_Task brief_.
Rewrite the items, replacing "pick out" with "mark" and leaving everything else as it is.

_Excerpted records_.

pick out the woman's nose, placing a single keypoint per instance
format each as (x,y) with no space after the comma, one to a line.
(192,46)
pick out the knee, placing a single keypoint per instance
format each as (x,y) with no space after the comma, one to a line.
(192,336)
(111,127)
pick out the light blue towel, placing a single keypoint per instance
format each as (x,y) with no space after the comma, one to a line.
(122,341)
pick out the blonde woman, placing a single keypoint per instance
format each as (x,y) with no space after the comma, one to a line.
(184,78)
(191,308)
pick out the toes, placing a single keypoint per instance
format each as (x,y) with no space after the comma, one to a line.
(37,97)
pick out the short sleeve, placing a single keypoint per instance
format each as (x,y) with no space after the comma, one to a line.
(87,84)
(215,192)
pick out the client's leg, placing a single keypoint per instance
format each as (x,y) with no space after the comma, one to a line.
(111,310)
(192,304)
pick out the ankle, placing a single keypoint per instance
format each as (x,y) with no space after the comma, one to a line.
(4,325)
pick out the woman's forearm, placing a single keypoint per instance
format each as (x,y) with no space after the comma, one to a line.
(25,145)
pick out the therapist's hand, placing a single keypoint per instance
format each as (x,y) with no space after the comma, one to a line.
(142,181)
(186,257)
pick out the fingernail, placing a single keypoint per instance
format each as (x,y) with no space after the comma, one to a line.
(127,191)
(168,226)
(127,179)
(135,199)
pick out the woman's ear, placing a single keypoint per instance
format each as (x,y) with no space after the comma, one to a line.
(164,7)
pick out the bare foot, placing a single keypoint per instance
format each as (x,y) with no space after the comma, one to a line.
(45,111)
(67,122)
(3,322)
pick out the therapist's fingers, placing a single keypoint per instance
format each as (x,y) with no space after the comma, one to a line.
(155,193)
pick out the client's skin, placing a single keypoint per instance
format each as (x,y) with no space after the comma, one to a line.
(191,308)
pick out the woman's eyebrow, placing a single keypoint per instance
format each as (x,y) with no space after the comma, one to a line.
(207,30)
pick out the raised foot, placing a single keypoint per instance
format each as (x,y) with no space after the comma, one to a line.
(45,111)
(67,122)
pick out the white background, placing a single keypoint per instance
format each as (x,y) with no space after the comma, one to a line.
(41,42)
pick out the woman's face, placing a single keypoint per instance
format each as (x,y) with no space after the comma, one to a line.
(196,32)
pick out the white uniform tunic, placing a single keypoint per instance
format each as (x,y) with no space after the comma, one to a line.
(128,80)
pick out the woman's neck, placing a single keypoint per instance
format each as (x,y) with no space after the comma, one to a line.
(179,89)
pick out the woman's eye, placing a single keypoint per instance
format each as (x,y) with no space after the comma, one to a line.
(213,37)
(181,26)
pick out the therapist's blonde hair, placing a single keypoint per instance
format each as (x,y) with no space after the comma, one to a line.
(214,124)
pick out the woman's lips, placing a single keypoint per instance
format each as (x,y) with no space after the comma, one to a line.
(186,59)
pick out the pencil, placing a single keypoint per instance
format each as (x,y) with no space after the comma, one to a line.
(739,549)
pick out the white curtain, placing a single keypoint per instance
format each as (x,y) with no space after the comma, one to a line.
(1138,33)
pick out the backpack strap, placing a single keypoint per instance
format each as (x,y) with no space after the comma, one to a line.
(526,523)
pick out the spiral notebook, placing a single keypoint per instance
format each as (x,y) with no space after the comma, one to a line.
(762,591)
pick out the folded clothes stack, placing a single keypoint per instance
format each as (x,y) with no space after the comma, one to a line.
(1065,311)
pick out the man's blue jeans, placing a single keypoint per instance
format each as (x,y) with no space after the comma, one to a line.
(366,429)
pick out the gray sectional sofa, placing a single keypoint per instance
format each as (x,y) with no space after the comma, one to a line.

_Output below_.
mark the woman's nose, placing a single keypoint per instance
format each as (x,y) with no space after the comma, one to a line.
(192,46)
mark the knee, placing a single keypoint per instance
format each as (x,y) with no space after the comma, one to a line.
(192,336)
(111,127)
mark the light blue towel, placing a single keypoint per instance
format each as (x,y) with no space after the comma, one to a line.
(122,341)
mark the blonde woman, placing a single keypoint per instance
format each as (x,y) with no space after the comma, one to a line.
(184,78)
(191,308)
mark the toes, placing a single keypoint per instance
format each as (x,y) with no space after the comma, one to a line.
(37,97)
mark the short sleeve, placing a single keypoint per instance
format each as (x,y) with no space after the comma, one to a line.
(87,84)
(215,192)
mark the client's leg, placing a single keypoint per instance
format each as (x,y) with no space after the comma, one to a line.
(111,310)
(192,304)
mark the ankle, placing a single keypoint per instance
format each as (x,y) with no space after the comma, one to a line.
(4,325)
mark the woman's forearm, placing a single keypoint per instance
format each as (x,y) with no space after the comma, one to a line.
(25,145)
mark the therapist's hand, placing a single keypoint per instance
format each as (x,y) with no space after the comma, one to a line.
(142,181)
(186,257)
mark the fingernail, placing a single keypoint per instance
format each as (x,y) with no space after the comma, one to a line.
(127,191)
(168,226)
(127,179)
(135,199)
mark the woman's ear, placing a single keypoint per instance
format each as (x,y) with no space after the comma, one to a line.
(164,7)
mark the bare foot, placing a single keypoint per instance
format each as (x,y) with no space after the comma, one to a line.
(45,111)
(67,122)
(3,322)
mark the therapist's fingers, placing a single keypoint per instance
format each as (x,y) with no space after the comma, one to a line.
(155,193)
mark the client's skin, placing a single keypoint per instance
format each as (x,y) with no space after the comma, one to a line.
(191,308)
mark the woman's eyebrow, placing a single keypoint per instance
format each as (x,y) with no space after the comma, one to a line.
(207,30)
mark the raised foot, placing a single keypoint per instance
format each as (x,y) with no space after the comma, one to a line.
(45,111)
(67,122)
mark the white background, placing a single keypoint per instance
format each as (x,y) with no space after the comma, one to a line.
(41,42)
mark the woman's face, placing a single keypoint per instance
format each as (x,y) with no space after the comma, one to a line.
(196,32)
mark the white uniform tunic, placing a single keypoint per instance
format each as (x,y) with no space after the comma, one to a line.
(128,80)
mark the woman's neck, placing a single keypoint per instance
format each as (x,y) with no space after the comma, one to a line.
(179,89)
mark the woman's eye, placing a single keypoint per instance
format each as (x,y) with no space after the comma, one to a line.
(213,37)
(181,26)
mark the therapist's blonde hair, placing a single keypoint per instance
format each as (x,y) with no space after the comma, one to a line.
(214,124)
mark the woman's lips, placing a single keypoint per instance
format each as (x,y) with no space after the comma, one to a line.
(186,59)
mark the pencil, placing a single keypoint per instance
format each as (x,y) with no space after the comma, one to a line.
(739,549)
mark the white curtain, placing a single keypoint per instance
format each as (x,y) with no space after the comma, one to a line.
(1138,33)
mark the backpack strap, placing a single keypoint per instance
format each as (x,y) with no space after the comma, one to a line.
(526,523)
mark the spiral notebook, placing a single keypoint per instance
format each as (x,y) with no space after the comma, one to a line.
(762,591)
mark the folded clothes stack, placing a single keypoint per instance
format each as (x,y) with no space after the comma, one to a line.
(1065,311)
mark the man's blue jeans, placing a single keypoint per instance
format each as (x,y) with no space after the comma, one to a line.
(366,429)
mark the gray sectional sofa, placing a single keypoint per instance
format each as (x,y) with no space after the comma, one to a line.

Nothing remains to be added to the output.